— EXERCISE TASKS —
A: In the yoga article, what year did Mayra Leticia Avila bring laughter yoga to the RGV?
B: Reproduce the passage of the yoga article starting with "By getting people" and going on through "off of medication.".

Yoga can serve as a form of exercise or meditation, and there is an endless amount of ways to practice it.
Having originated in India around 3000 BC, yoga has since grown popular in Western society and taken on new styles.
Matthew Morales, owner and founder of Quiet Mind Yoga in McAllen, started his yoga practice 11 years ago as part of a journey toward awareness.
“Yoga was a good tool to use for me to see the patterns that I hold and to be able to shift those as I wanted, so I dove in,” he said. “It was just a natural progression for me to teach it.”
He leads classes of hatha, vinyasa, and power yoga in different locations across the Rio Grande Valley.
Vinyasa is his favorite, he says, because of the ease of flow from one pose to the next.
With vinyasa yoga, the poses are typically held for a shorter amount of time than in hatha — the basis of all yoga styles. The practice is known to improve flexibility and mental focus.
In his classes, Morales says he likes to tie in power yoga with the vinyasa to add a component of strength training.
At the start of his classes, he asks each person to set an intention with the hope of helping people get out of their mind.
“It’s a release from whatever you need,” he said. “I’ve had people come up to me after class that cry and tell me that the class helped them release what they were holding onto.”
An alternative, and relatively new, style of yoga incorporates laughter.
Laughter yoga, or hasyayoga, was created by an Indian physician in the mid-1990s as a complete wellbeing workout meant to beat stress and help create a positive mental state.
Mayra Leticia Avila brought laughter yoga to the RGV in 2012 and has since certified more than 60 other laughter yoga instructors.
Avila works full time as the coordinator of counseling at South Texas College and instructs yoga classes on a request basis.
With a background in clinical social work, Avila was drawn to laughter yoga due its mental health benefits.
“It teaches you to laugh, even if you’re facing challenges,” she said.
She begins her classes by briefly explaining the background of the practice and the benefits of laughter, followed by chanting and the laughter exercises, then finishes with meditation and techniques for stress management.
Although the laughter is initially forced, Avila says by the end, the laughter becomes real and contagious.
By getting people to participate in her laughter yoga class, Avila says she’s been able to encourage people to go to counseling and seek additional help for their mental health.
“We were able to see that it provided a really good connection for people who were maybe embarrassed to seek help when it comes to mental health and were okay with going to a group, but not so much to counseling,” she said. “But once they were in there, we’re able to help them see, ‘oh my gosh, you are dealing with depression’ and these are symptoms you need to look into.”
At her previous job with Hope of South Texas, Avila says she encountered a client who, after trying laughter yoga, took the step to see a psychiatrist and was diagnosed with bipolar disorder.
After consistently practicing laughter yoga and attending counseling sessions, the client’s psychiatrist was able to take her off of medication.
In addition to its mental health benefits, Avila says laughter yoga is good for socializing and may be a more appealing choice for people who are not comfortable with silence and would prefer to make noise during the exercise.
“If you do laughter yoga, you’re able to laugh more and breathe better,” she said. “It’s a great combo because you’re going to feel a lot better physically and mentally.”

— EXCERPTED DATA —
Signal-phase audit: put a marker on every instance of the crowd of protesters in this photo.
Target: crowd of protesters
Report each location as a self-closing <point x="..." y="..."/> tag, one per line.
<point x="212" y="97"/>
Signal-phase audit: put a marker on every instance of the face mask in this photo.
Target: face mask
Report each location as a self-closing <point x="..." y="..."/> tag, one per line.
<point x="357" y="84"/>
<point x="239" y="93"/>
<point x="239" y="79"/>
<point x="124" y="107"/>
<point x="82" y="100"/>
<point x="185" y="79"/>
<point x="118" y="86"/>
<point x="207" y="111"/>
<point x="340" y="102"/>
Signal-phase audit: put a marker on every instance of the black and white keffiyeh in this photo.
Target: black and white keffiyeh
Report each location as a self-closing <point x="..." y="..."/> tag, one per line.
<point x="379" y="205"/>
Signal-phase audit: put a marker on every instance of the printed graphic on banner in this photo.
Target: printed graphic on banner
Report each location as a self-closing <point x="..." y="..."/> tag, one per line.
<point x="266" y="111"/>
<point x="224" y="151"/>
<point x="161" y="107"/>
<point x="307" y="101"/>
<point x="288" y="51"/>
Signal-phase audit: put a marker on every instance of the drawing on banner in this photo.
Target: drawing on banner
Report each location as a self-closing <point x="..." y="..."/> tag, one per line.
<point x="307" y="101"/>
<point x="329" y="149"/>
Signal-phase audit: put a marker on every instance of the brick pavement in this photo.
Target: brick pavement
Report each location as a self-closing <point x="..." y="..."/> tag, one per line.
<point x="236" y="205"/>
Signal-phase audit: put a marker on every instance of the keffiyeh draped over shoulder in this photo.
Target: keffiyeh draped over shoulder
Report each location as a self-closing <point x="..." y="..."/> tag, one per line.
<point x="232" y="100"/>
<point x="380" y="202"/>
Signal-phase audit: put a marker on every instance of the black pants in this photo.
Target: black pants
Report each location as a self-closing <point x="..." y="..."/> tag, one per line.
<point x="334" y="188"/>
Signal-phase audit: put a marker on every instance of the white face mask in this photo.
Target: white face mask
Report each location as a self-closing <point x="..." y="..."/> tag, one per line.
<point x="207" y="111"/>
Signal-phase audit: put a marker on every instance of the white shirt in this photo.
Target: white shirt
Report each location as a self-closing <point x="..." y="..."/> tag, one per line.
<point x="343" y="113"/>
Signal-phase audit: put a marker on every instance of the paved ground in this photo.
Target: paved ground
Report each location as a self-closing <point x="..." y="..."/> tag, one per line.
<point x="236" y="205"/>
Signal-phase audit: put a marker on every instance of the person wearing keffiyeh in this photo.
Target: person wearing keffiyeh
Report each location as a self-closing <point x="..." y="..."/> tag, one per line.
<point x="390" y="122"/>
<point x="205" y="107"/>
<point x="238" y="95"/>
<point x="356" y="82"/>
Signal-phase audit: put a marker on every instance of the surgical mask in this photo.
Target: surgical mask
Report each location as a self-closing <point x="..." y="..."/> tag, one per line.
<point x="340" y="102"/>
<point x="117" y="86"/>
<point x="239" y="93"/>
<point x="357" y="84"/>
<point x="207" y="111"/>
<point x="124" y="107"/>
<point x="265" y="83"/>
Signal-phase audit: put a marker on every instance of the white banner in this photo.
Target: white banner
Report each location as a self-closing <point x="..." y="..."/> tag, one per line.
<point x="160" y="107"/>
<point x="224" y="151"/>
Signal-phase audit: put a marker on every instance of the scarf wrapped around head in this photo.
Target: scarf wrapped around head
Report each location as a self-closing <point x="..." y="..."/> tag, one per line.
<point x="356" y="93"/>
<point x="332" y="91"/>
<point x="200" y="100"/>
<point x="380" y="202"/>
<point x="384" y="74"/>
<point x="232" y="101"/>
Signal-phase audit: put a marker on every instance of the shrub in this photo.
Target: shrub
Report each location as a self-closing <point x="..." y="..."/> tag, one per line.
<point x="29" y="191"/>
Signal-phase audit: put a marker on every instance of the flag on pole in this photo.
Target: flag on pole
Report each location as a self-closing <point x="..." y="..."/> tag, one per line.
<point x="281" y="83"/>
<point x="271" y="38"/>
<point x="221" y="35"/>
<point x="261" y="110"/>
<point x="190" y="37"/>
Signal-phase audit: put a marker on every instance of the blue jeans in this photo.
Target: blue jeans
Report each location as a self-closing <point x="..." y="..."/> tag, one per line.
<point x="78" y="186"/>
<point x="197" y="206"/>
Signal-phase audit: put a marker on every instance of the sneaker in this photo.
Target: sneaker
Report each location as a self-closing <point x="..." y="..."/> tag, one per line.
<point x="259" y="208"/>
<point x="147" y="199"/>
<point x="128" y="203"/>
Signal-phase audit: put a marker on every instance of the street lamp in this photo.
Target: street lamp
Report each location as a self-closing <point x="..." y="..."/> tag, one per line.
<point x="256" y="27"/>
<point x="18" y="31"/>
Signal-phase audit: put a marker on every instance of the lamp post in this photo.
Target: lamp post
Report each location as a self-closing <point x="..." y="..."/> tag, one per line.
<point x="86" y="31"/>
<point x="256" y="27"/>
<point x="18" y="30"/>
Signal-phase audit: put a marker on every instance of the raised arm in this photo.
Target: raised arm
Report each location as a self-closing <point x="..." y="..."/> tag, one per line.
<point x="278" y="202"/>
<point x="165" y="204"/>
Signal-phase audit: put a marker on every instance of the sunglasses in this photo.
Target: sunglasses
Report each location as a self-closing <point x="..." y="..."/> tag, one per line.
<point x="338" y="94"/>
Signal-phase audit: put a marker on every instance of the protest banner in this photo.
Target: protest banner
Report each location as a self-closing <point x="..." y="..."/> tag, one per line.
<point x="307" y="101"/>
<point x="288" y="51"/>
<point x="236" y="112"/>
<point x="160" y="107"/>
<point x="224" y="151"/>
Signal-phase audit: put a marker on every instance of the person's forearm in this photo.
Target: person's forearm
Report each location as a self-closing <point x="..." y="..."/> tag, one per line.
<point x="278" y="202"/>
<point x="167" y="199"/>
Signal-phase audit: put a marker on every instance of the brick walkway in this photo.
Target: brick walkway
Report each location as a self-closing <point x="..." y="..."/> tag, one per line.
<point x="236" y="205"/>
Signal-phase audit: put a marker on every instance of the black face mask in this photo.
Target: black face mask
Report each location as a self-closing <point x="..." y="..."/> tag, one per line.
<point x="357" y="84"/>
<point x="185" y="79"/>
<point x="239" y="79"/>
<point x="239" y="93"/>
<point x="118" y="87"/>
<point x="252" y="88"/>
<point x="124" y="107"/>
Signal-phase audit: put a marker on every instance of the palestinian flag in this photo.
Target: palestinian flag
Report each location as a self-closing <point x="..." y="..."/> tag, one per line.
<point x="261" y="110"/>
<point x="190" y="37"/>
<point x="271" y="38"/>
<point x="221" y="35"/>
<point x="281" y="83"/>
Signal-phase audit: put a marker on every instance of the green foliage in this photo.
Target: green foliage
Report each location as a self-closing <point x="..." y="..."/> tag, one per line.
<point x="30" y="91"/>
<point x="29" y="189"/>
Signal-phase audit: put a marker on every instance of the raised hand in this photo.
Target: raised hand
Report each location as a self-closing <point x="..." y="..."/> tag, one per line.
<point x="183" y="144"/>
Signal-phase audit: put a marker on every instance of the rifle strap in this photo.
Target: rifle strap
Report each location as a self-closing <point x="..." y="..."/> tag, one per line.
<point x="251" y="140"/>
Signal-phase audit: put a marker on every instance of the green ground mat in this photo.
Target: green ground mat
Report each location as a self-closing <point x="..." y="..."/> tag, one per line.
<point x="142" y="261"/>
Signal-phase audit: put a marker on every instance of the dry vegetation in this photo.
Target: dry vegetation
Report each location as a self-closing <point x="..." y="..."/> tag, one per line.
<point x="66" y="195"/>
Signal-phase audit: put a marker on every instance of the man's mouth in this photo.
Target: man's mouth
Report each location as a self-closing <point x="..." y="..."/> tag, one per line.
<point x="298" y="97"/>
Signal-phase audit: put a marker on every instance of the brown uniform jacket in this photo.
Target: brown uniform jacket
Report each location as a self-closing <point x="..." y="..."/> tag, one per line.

— TASK-BY-TASK ANSWERS —
A: 2012

B:
By getting people to participate in her laughter yoga class, Avila says she’s been able to encourage people to go to counseling and seek additional help for their mental health.
“We were able to see that it provided a really good connection for people who were maybe embarrassed to seek help when it comes to mental health and were okay with going to a group, but not so much to counseling,” she said. “But once they were in there, we’re able to help them see, ‘oh my gosh, you are dealing with depression’ and these are symptoms you need to look into.”
At her previous job with Hope of South Texas, Avila says she encountered a client who, after trying laughter yoga, took the step to see a psychiatrist and was diagnosed with bipolar disorder.
After consistently practicing laughter yoga and attending counseling sessions, the client’s psychiatrist was able to take her off of medication.